## Given information
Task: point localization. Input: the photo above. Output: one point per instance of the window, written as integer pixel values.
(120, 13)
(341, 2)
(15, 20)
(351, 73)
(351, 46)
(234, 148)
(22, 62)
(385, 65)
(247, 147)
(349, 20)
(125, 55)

## Your task
Reproduce every line of the records above verbatim.

## Reply
Task: point localization. Input: the photo above. Output: one point per instance of the window, written as integer pixel values.
(120, 13)
(341, 2)
(15, 20)
(351, 73)
(351, 46)
(234, 148)
(22, 62)
(385, 65)
(247, 147)
(349, 20)
(125, 55)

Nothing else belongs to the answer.